Records excerpted from a collection:
++++++++++

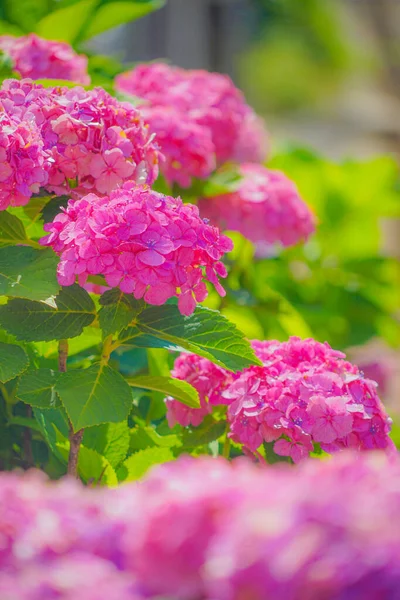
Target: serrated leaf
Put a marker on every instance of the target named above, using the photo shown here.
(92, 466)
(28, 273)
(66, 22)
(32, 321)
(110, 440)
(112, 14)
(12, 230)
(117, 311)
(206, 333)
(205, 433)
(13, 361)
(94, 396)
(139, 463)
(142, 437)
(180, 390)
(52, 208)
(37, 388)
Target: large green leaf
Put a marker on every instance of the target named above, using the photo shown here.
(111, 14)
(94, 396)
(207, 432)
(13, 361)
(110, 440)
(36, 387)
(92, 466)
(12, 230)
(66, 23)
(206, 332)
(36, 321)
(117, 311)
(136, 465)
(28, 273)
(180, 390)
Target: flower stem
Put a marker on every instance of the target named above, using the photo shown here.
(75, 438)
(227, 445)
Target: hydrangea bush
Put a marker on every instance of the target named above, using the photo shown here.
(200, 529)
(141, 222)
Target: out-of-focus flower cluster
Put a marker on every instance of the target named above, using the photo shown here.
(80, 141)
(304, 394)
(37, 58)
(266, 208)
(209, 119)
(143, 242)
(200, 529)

++++++++++

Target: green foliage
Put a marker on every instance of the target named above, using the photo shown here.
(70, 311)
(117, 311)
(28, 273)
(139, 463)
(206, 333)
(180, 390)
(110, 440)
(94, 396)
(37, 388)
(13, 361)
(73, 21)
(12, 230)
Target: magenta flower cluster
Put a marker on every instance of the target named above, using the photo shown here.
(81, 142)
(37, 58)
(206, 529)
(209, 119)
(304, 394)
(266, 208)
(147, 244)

++++++++++

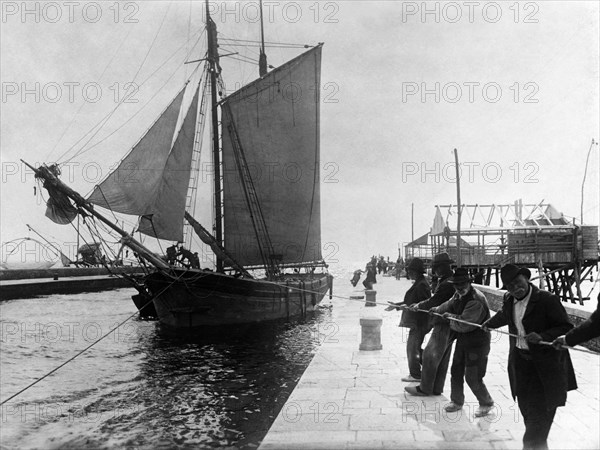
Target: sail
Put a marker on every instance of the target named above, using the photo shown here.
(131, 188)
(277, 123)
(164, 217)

++++++++++

TASK PROMPT: Show all lines above that contain "leaf".

COMPLETED EXERCISE:
Target: serrated leaf
Target: large green leaf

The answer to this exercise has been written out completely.